(Supplied passage begins)

Inside Macaron's Memory Engine: Compression, Retrieval and Dynamic Gating

Author: Boxu Li at Macaron

Introduction

While the novelty of Macaron AI often draws attention to its ability to generate custom mini‑apps or to act as an empathetic friend, its true backbone is an intricate memory engine. This system allows Macaron to remember what matters, forget what doesn't, and retrieve relevant experiences quickly and safely. A simple conversation about music can lead to reminders about a concert next month, an automatically compiled playlist, or the generation of a karaoke assistant. None of this is possible without memory mechanisms capable of handling long dialogues and diverse topics. This blog provides a deep technical dive into Macaron's memory engine, discussing hierarchical compression, vector retrieval, reinforcement‑guided gating and privacy control. We compare Macaron's design with other retrieval‑augmented generation (RAG) systems and discuss how these mechanisms enable Japanese and Korean users to enjoy personalized experiences.

1 Hierarchical Memory Representation

1.1 Multi‑store architecture: short‑term, episodic and long‑term

Macaron organizes memory into multiple stores. The short‑term store maintains the current conversation and spans roughly 8–16 messages. It acts like a typical transformer context: tokens are processed sequentially with attention. The episodic store holds recent interactions (e.g., the last few days) and is refreshed periodically. Here, Macaron employs a compressive transformer: messages are compressed into summary vectors using convolutional attention, enabling the model to maintain context beyond the native window length. The long‑term store keeps important events, facts and mini‑app configurations and is implemented as a vector database. Each memory item includes metadata (timestamp, domain tags, language tags) and an embedding produced by a multilingual encoder.

1.2 Compression via latent summarization and autoencoding

One of the key challenges in long conversations is that the cost of self‑attention grows quadratically with sequence length. To manage this, Macaron employs a latent summarization layer: rather than attending to every token, the model learns to identify salient segments and compress them into a fixed‑length representation. This layer is trained using an autoencoding objective that reconstructs hidden states from compressed summaries. Reinforcement learning fine‑tunes the summarizer: if the agent fails to recall important details later, the policy is penalized, encouraging it to retain more information about similar events in the future.

(Supplied passage ends)
(Data for analysis begins)

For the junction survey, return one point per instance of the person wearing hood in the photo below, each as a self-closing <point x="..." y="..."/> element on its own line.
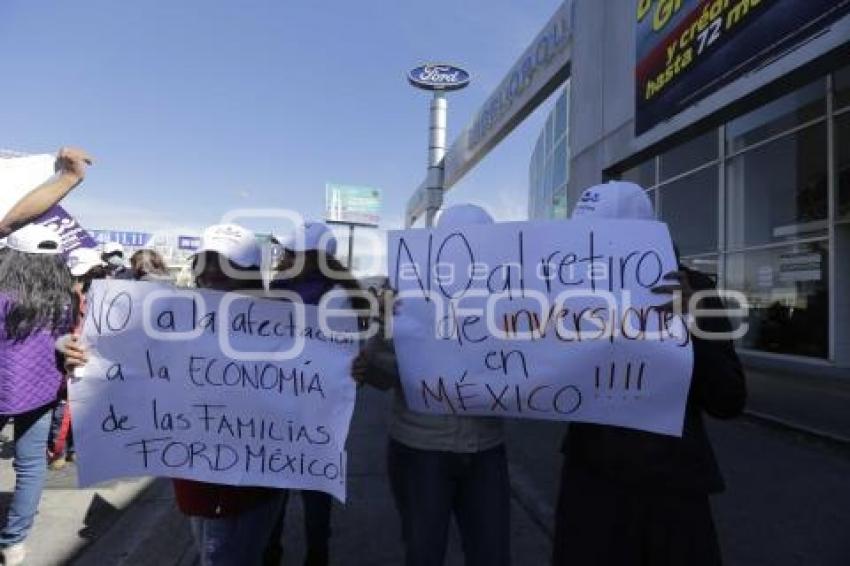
<point x="311" y="270"/>
<point x="443" y="465"/>
<point x="629" y="497"/>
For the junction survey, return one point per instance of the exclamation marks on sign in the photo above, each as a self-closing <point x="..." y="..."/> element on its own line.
<point x="630" y="380"/>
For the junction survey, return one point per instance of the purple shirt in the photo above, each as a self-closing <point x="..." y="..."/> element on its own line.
<point x="29" y="375"/>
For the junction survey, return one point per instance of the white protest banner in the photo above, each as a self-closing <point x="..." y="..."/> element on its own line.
<point x="221" y="388"/>
<point x="541" y="320"/>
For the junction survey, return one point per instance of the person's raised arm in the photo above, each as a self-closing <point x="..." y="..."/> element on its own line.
<point x="70" y="167"/>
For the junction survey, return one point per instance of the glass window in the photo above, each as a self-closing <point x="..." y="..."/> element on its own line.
<point x="643" y="174"/>
<point x="561" y="116"/>
<point x="559" y="202"/>
<point x="689" y="206"/>
<point x="778" y="191"/>
<point x="782" y="114"/>
<point x="787" y="292"/>
<point x="842" y="164"/>
<point x="689" y="155"/>
<point x="841" y="87"/>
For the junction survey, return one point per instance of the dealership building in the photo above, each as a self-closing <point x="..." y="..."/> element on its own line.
<point x="735" y="117"/>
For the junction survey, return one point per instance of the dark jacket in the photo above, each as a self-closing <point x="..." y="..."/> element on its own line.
<point x="653" y="462"/>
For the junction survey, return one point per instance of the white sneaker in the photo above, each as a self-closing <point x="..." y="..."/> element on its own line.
<point x="14" y="555"/>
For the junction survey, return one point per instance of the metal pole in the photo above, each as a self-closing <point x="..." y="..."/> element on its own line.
<point x="350" y="246"/>
<point x="436" y="153"/>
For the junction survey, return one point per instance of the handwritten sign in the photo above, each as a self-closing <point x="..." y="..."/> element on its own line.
<point x="541" y="320"/>
<point x="216" y="387"/>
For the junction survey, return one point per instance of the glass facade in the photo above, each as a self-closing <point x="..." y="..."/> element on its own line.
<point x="548" y="172"/>
<point x="749" y="204"/>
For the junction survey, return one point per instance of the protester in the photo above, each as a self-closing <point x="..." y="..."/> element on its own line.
<point x="37" y="305"/>
<point x="634" y="497"/>
<point x="443" y="465"/>
<point x="148" y="265"/>
<point x="113" y="255"/>
<point x="313" y="248"/>
<point x="85" y="266"/>
<point x="70" y="168"/>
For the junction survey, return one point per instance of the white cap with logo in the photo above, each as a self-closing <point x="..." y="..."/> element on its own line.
<point x="312" y="236"/>
<point x="614" y="200"/>
<point x="81" y="260"/>
<point x="35" y="239"/>
<point x="234" y="242"/>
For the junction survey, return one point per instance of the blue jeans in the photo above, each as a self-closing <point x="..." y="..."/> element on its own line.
<point x="429" y="487"/>
<point x="239" y="539"/>
<point x="31" y="430"/>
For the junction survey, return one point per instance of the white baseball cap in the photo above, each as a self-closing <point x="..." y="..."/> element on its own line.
<point x="232" y="241"/>
<point x="35" y="239"/>
<point x="113" y="248"/>
<point x="81" y="260"/>
<point x="312" y="236"/>
<point x="615" y="200"/>
<point x="461" y="215"/>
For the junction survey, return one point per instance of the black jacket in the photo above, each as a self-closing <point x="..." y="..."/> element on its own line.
<point x="656" y="462"/>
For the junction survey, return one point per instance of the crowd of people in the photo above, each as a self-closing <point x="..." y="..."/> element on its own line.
<point x="626" y="497"/>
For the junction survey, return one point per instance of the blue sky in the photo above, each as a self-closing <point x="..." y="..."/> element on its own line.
<point x="196" y="107"/>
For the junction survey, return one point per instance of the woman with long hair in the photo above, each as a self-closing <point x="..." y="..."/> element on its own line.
<point x="310" y="269"/>
<point x="37" y="303"/>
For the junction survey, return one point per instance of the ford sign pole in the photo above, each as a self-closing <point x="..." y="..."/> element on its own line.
<point x="439" y="79"/>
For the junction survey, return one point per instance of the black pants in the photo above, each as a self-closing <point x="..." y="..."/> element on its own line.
<point x="602" y="523"/>
<point x="430" y="486"/>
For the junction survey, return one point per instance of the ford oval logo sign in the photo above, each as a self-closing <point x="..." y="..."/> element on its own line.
<point x="438" y="77"/>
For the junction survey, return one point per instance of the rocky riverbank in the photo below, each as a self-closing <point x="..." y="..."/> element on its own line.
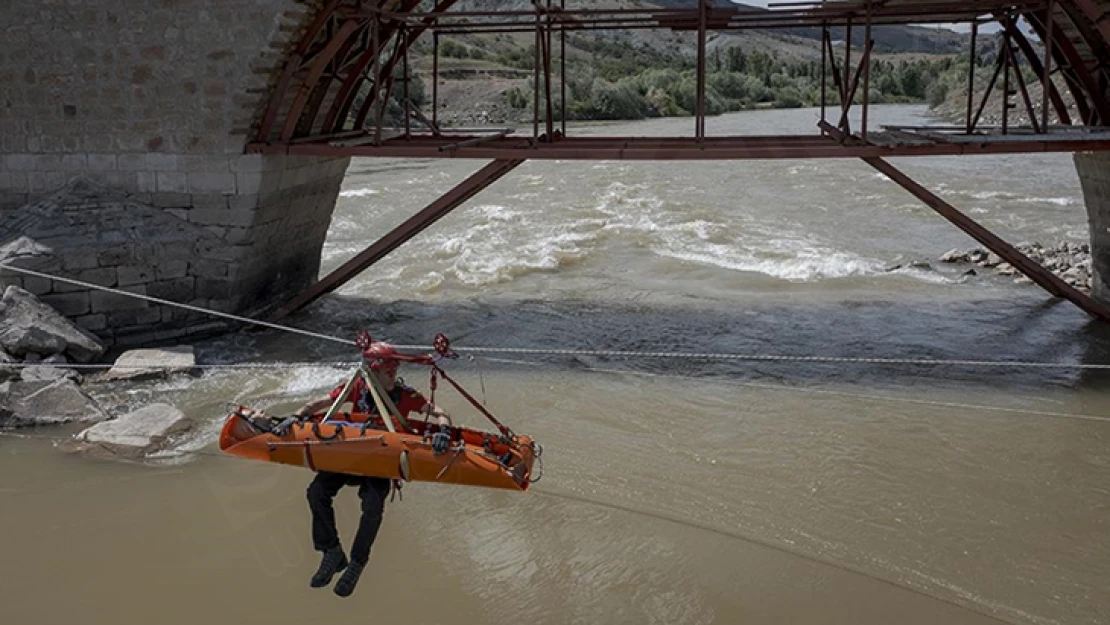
<point x="1069" y="261"/>
<point x="37" y="387"/>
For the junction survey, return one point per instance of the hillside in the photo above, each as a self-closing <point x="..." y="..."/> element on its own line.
<point x="633" y="74"/>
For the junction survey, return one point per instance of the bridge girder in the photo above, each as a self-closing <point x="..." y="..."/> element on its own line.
<point x="359" y="49"/>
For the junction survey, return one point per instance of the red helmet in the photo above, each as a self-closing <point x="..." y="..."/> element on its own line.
<point x="381" y="356"/>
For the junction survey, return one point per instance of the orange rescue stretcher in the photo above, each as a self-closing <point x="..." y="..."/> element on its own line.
<point x="394" y="447"/>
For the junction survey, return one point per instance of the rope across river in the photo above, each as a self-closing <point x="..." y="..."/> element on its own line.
<point x="628" y="354"/>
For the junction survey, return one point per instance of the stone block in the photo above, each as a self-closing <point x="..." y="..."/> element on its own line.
<point x="218" y="251"/>
<point x="207" y="182"/>
<point x="38" y="285"/>
<point x="134" y="274"/>
<point x="145" y="182"/>
<point x="131" y="162"/>
<point x="48" y="162"/>
<point x="74" y="162"/>
<point x="123" y="319"/>
<point x="202" y="268"/>
<point x="79" y="260"/>
<point x="172" y="181"/>
<point x="179" y="290"/>
<point x="110" y="302"/>
<point x="251" y="183"/>
<point x="250" y="163"/>
<point x="212" y="288"/>
<point x="113" y="256"/>
<point x="91" y="322"/>
<point x="210" y="200"/>
<point x="159" y="162"/>
<point x="171" y="270"/>
<point x="19" y="182"/>
<point x="69" y="304"/>
<point x="222" y="217"/>
<point x="101" y="162"/>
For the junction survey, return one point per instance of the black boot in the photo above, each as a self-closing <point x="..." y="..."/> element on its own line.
<point x="333" y="562"/>
<point x="350" y="578"/>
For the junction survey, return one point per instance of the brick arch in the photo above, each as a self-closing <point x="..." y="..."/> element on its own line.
<point x="334" y="60"/>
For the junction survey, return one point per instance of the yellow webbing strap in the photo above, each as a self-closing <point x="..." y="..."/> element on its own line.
<point x="382" y="397"/>
<point x="339" y="401"/>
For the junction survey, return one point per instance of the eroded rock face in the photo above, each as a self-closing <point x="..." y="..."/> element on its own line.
<point x="137" y="432"/>
<point x="139" y="364"/>
<point x="47" y="403"/>
<point x="7" y="371"/>
<point x="29" y="326"/>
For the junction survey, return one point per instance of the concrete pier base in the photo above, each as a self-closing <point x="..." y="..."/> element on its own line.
<point x="1093" y="169"/>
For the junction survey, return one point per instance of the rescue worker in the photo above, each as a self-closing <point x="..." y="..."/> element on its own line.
<point x="383" y="364"/>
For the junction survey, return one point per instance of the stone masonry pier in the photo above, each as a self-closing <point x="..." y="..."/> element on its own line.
<point x="154" y="100"/>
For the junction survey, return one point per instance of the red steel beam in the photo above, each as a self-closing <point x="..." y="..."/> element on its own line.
<point x="971" y="62"/>
<point x="349" y="29"/>
<point x="690" y="150"/>
<point x="394" y="239"/>
<point x="1088" y="88"/>
<point x="1043" y="71"/>
<point x="1042" y="276"/>
<point x="1039" y="26"/>
<point x="294" y="63"/>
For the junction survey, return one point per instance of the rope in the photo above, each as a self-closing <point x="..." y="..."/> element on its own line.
<point x="877" y="397"/>
<point x="768" y="358"/>
<point x="177" y="304"/>
<point x="552" y="352"/>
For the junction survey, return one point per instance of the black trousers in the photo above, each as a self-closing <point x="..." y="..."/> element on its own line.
<point x="322" y="491"/>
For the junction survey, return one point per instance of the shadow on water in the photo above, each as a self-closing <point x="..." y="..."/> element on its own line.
<point x="1029" y="330"/>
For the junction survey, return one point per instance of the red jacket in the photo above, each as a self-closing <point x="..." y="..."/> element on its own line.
<point x="406" y="399"/>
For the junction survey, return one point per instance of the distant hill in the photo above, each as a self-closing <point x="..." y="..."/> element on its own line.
<point x="887" y="38"/>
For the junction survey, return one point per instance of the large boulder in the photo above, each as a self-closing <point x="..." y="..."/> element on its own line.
<point x="22" y="248"/>
<point x="47" y="403"/>
<point x="27" y="325"/>
<point x="138" y="364"/>
<point x="137" y="432"/>
<point x="7" y="371"/>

(Data for analysis ends)

Directions
1. Using the memory engine text, answer each question on its own line, marked (a), (b) and (c):
(a) Roughly how many messages does the short-term store span?
(b) How is the long-term store implemented?
(c) What kind of objective is used to train the latent summarization layer?
2. Turn the paragraph of the memory engine text that begins "Macaron organizes memory into multiple stores" into a short list, one item per store, keeping its main facts.

Completed exercise
1.
(a) Roughly 8–16 messages.
(b) As a vector database.
(c) An autoencoding objective that reconstructs hidden states from compressed summaries.

2.
- Short-term store: holds the current conversation, about 8–16 messages, and works like a typical transformer context, with tokens processed in sequence using attention.
- Episodic store: holds recent interactions, such as the last few days, and is refreshed periodically. A compressive transformer turns messages into summary vectors using convolutional attention, so context can extend past the native window length.
- Long-term store: a vector database of important events, facts and mini-app configurations. Each item carries metadata (timestamp, domain tags, language tags) and an embedding from a multilingual encoder.